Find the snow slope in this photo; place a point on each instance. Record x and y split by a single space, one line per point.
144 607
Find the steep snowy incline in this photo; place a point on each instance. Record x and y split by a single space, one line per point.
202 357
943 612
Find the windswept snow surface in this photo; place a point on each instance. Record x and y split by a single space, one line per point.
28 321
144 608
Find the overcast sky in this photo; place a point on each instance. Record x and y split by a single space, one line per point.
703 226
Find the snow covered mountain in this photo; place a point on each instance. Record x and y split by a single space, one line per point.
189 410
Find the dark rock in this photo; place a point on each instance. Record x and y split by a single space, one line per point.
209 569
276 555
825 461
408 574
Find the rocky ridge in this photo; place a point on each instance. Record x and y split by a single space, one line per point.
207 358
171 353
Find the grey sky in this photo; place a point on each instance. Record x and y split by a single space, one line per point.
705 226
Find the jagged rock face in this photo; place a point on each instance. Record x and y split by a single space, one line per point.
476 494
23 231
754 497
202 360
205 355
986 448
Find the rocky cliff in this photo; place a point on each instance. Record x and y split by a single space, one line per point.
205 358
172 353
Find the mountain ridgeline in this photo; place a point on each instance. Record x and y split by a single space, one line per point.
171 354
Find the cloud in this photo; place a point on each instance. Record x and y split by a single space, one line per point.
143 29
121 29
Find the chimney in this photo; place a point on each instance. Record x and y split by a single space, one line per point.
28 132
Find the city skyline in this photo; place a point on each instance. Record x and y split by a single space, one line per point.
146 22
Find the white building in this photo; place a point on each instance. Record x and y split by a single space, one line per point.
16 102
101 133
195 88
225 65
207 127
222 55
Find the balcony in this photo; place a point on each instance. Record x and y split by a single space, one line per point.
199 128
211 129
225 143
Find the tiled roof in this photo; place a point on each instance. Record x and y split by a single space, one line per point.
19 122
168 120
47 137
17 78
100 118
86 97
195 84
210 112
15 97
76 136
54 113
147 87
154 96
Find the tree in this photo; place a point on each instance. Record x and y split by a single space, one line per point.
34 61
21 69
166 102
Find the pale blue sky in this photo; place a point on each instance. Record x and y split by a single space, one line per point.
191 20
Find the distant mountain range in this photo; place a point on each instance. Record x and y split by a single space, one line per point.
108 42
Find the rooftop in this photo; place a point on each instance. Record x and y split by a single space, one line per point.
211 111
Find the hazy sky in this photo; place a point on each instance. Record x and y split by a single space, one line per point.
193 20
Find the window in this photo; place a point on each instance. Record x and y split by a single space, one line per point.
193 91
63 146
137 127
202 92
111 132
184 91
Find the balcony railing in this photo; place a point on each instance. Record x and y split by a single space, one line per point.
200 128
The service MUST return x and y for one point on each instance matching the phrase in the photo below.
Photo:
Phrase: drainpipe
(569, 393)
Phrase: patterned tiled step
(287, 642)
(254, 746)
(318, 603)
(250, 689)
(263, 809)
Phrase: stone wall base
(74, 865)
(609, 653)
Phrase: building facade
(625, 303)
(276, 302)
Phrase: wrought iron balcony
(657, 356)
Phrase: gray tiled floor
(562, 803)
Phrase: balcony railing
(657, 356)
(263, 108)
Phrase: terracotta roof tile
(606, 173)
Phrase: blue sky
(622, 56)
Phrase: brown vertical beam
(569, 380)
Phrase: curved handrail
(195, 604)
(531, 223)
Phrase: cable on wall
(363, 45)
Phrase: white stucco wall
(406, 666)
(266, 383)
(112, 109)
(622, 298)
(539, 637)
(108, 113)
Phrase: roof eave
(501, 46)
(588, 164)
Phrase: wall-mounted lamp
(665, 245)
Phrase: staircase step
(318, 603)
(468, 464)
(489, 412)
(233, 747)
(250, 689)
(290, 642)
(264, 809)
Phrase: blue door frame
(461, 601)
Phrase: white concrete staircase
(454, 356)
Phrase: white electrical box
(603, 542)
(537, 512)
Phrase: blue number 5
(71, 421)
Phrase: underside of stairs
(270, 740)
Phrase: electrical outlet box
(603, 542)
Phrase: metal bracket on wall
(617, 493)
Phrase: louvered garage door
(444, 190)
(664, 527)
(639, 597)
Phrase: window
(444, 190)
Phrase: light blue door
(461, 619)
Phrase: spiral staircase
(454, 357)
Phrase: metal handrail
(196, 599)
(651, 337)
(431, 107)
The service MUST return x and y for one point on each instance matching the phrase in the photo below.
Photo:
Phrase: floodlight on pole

== == ==

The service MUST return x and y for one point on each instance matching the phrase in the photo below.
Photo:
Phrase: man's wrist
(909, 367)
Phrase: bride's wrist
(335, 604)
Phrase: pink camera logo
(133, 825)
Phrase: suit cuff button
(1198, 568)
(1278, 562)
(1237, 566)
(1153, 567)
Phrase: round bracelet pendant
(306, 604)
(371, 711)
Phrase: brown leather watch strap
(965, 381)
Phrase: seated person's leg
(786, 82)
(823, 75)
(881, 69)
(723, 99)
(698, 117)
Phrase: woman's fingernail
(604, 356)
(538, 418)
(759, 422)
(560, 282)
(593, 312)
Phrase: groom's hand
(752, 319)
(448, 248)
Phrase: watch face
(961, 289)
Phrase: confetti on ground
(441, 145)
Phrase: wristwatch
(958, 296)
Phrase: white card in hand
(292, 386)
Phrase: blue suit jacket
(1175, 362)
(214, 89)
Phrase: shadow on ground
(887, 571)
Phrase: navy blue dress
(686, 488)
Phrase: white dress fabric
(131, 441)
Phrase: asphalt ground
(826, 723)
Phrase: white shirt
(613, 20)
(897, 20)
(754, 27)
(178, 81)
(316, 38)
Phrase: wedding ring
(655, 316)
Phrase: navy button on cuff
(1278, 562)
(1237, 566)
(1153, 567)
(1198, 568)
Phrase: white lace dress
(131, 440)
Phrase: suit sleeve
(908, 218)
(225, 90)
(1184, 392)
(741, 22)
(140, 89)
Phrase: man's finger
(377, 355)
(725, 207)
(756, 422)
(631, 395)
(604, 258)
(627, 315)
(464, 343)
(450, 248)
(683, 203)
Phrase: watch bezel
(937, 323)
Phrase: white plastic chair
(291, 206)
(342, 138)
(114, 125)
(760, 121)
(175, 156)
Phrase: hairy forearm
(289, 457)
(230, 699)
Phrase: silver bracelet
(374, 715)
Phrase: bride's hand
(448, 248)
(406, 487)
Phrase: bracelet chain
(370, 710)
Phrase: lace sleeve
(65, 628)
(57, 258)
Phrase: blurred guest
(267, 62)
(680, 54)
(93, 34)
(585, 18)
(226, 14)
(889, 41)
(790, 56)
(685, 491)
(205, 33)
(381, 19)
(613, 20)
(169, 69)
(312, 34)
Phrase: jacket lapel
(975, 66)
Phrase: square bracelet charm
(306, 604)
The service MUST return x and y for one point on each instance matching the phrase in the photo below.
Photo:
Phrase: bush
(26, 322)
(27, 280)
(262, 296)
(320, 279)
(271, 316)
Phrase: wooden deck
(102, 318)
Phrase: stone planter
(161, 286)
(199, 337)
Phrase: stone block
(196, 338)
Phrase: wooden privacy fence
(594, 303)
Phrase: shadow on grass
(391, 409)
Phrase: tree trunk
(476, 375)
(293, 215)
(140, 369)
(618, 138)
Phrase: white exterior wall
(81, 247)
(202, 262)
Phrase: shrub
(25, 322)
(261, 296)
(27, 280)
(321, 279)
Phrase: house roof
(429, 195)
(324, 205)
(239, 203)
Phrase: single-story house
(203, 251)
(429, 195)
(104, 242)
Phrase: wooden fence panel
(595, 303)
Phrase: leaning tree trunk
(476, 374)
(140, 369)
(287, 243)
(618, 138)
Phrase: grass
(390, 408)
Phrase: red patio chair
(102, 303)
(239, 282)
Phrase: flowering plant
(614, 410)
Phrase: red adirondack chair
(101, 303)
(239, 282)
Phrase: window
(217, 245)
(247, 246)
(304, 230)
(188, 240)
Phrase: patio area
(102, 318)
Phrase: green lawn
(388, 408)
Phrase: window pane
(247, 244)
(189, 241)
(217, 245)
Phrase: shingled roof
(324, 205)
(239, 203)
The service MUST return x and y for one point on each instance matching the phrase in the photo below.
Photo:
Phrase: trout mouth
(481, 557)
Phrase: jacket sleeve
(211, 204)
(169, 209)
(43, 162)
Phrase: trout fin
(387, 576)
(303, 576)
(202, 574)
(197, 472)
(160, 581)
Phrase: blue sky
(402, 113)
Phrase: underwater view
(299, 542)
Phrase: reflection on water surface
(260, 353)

== == ==

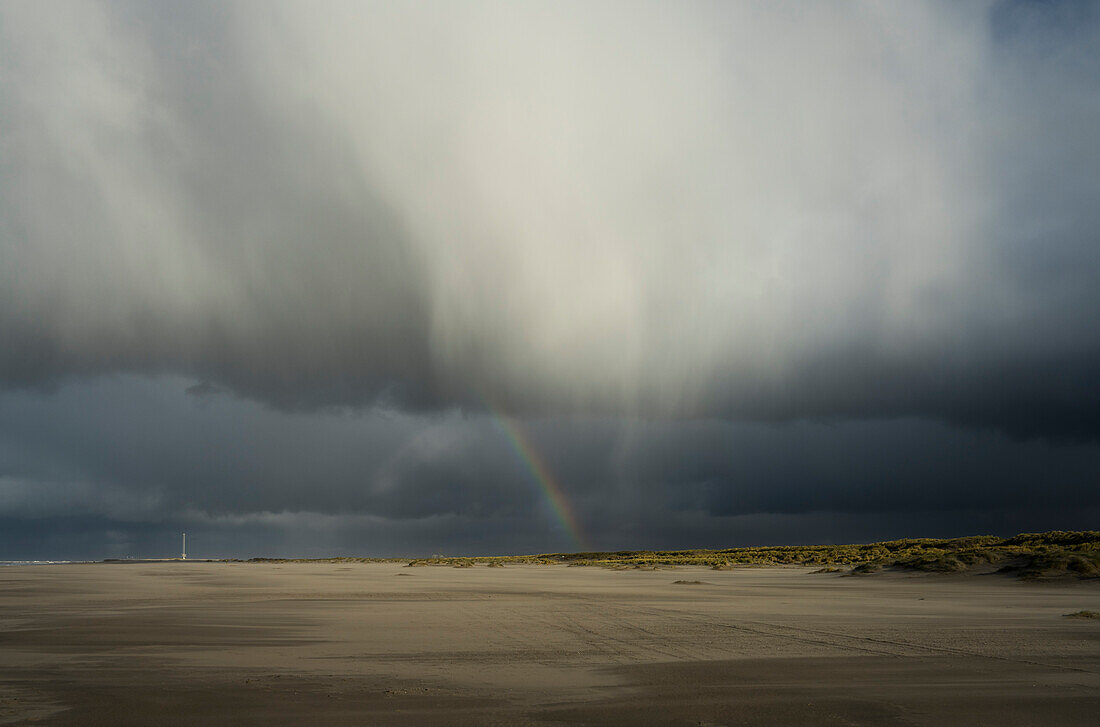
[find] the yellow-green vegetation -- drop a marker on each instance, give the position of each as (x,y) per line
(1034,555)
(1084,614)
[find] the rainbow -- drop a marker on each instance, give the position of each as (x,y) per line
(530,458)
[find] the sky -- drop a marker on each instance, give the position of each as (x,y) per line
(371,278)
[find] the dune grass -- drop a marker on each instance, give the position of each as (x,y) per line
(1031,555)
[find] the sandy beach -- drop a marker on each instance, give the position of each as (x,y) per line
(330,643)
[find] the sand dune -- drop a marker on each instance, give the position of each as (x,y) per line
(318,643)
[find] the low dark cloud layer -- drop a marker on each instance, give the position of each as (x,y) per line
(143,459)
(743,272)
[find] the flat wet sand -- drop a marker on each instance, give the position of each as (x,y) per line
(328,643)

== == ==

**EXERCISE PROMPT**. Give back exactly the lines of the listing above that run from the line with "Phrase: blue door frame" to the line with "Phrase: floodlight on pole", inclusive.

**OUTPUT OF THE EXERCISE**.
Phrase: blue door frame
(461, 601)
Phrase: white concrete staircase
(454, 356)
Phrase: white electrical box
(603, 542)
(537, 512)
Phrase: blue number 5
(71, 421)
Phrase: underside of stairs
(270, 740)
Phrase: electrical outlet box
(603, 542)
Phrase: metal bracket on wall
(617, 493)
Phrase: louvered garage door
(444, 190)
(664, 527)
(639, 597)
Phrase: window
(444, 190)
Phrase: light blue door
(461, 619)
Phrase: spiral staircase
(454, 357)
Phrase: metal handrail
(196, 599)
(651, 337)
(431, 107)
The service MUST return x and y for one point on each instance matching the phrase in the photo below.
Photo:
Phrase: floodlight on pole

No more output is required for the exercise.